= SET TASK A =
In the deer-leg post, rewrite the paragraph beginning "Bones of deer and elk" as a shorter version that keeps its main facts.
= SET TASK B =
Carry the deer-leg post forward from its final sentence.

= TEXT SECTION =

☆ ☆ ☆

Dead Leg …

HankBone

This is Hank, with the deer leg he’s been carrying and hiding on our morning dog walk for the past couple of weeks. I posted it to Twitter, and was slightly shocked by a couple of people who were grossed out.

It’s one of the things about living out here where people hunt (and illegally dump hides and bones) and where there are non-human predators who hunt as well. The woods are littered with bones.

Bones of deer and elk and sometimes cattle who just died out there, or who were killed by something — a bear, a mountain lion, a coyote, a wolf. A couple of years ago, Himself and I were hiking in Yellowstone, up on the Blacktail plateau where the wolves roam and we found a rocky cove, a kind of a gully that the wolves had been using as an abbatoir. Looked like they’d been driving ungulates up in there for years, then killing them when they couldn’t get out. The bone pile was impressive.

☆ ☆ ☆

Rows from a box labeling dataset
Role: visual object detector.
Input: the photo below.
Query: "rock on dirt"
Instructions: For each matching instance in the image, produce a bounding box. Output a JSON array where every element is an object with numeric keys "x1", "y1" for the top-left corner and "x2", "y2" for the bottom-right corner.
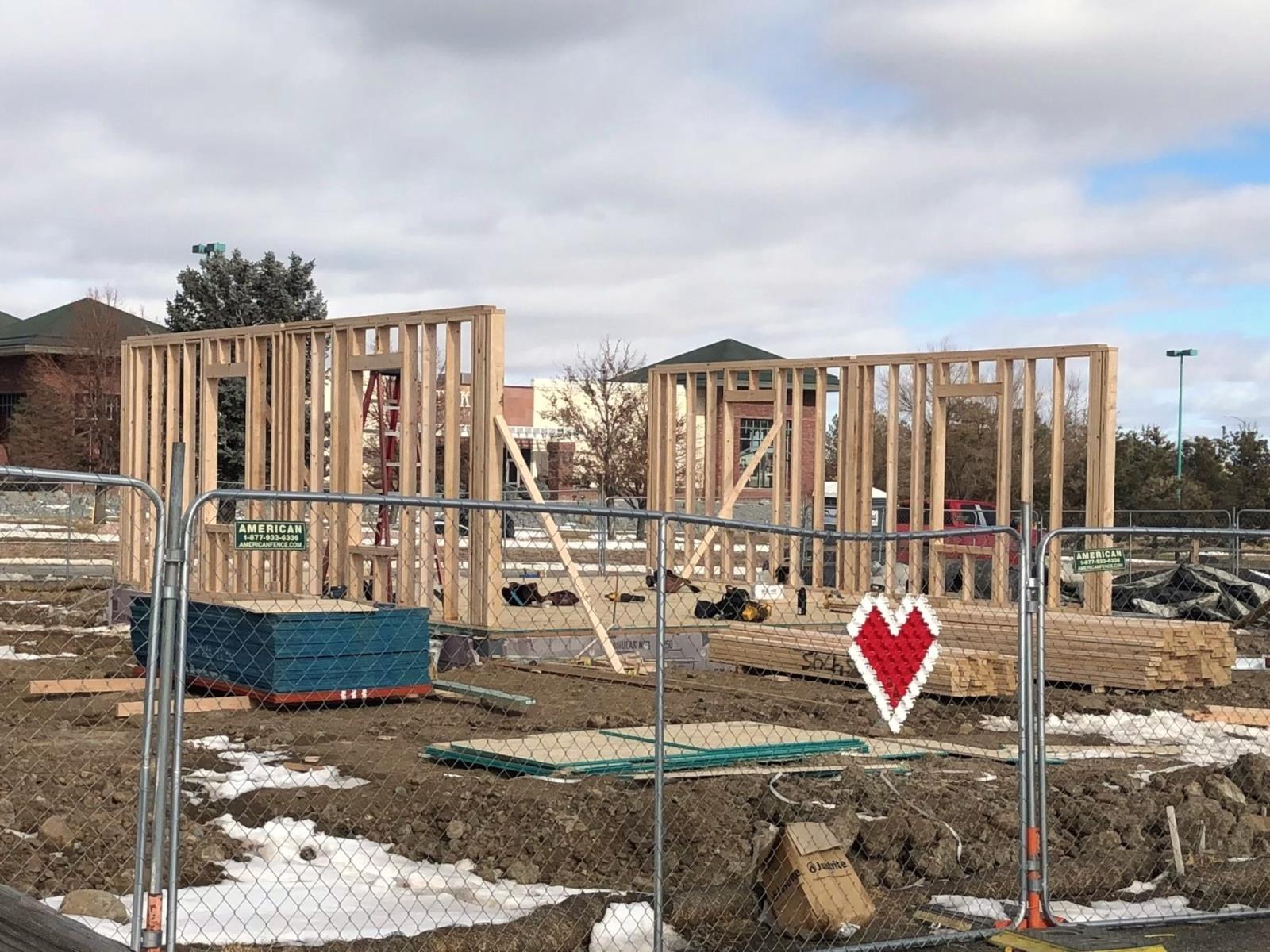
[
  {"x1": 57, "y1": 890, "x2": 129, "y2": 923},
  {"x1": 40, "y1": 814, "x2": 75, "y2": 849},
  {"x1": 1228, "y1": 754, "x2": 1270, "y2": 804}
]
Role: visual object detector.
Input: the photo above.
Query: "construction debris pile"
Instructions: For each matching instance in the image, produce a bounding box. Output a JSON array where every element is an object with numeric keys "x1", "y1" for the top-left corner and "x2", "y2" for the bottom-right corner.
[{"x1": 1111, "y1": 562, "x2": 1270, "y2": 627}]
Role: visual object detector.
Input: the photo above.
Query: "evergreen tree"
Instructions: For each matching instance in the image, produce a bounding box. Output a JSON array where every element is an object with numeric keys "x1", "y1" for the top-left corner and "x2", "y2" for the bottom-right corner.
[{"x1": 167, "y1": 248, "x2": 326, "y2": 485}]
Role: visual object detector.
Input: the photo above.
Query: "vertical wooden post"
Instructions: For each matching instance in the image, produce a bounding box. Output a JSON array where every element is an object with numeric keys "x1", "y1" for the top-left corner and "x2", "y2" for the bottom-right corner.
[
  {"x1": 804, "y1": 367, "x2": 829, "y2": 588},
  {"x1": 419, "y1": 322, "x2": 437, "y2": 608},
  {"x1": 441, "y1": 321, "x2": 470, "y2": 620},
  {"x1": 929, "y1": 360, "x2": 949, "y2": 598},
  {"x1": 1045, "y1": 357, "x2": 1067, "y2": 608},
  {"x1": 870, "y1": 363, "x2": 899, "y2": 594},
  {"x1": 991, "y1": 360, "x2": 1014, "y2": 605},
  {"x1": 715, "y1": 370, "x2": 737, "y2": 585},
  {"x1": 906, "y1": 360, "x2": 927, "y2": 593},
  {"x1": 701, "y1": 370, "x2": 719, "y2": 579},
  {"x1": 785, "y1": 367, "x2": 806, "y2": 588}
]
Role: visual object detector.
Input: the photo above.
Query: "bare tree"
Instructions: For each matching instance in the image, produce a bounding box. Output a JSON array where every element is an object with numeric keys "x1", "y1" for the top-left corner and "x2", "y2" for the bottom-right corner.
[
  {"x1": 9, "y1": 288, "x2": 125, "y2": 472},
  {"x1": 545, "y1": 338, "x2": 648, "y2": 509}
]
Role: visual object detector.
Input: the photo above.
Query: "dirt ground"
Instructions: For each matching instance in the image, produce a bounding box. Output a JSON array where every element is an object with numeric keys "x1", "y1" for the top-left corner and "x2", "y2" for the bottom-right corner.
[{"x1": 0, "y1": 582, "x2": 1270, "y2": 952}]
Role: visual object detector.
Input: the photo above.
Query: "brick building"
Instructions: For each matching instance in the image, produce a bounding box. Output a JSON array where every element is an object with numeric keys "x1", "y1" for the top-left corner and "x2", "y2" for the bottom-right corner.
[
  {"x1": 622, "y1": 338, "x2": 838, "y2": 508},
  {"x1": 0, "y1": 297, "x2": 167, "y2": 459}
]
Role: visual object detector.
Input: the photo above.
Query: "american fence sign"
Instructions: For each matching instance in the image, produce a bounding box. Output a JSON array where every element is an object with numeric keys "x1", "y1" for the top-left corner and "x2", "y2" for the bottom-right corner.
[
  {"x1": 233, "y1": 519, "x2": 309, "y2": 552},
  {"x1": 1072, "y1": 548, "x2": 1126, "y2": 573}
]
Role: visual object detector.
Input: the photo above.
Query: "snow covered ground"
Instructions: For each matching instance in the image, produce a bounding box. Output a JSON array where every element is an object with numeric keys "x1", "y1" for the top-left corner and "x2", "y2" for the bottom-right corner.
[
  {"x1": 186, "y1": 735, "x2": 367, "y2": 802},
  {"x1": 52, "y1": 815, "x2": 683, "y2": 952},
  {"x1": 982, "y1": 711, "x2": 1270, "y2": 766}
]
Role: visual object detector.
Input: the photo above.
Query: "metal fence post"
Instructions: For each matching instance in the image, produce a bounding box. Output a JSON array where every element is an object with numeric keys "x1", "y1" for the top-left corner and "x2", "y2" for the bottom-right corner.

☆ ☆ ☆

= OUTPUT A =
The bones come from deer, elk and sometimes cattle that either died out there or were killed by a bear, mountain lion, coyote or wolf. A couple of years ago, while hiking on Yellowstone's Blacktail plateau, the writer and Himself found a rocky gully that wolves had been using as a slaughter site. The wolves seemed to have been driving ungulates into it for years and killing them when they couldn't get out, leaving an impressive bone pile.

= OUTPUT B =
Our morning walk isn’t particularly wild. There’s a road with a steep hillside to the west and a swamp to the east. On the far side of the swamp is the highway. It’s a spur of the old road, mostly quiet although with enough traffic that we’ve had to do a remedial course in “do not herd the vehicles”.  Upstream from the swampiest part are a couple of fields with a very small herd of cattle.

A few weeks ago, one of the cattle died. It was a weird sight, the cow lying on it’s side, dead. Dead does not look like sleeping, although one sort of hoped, but when we came back twenty minutes later and the cow was still there, still with the raven perched atop, it was pretty clear. Dead cow.

Things die. That was an old cow, or perhaps a bull, it was fairly far away and my eyesight is not so terrific. It was there for a day or two, then the rancher hauled it away, I think just deeper into the woods where the bears and the coyotes and the birds will eat it.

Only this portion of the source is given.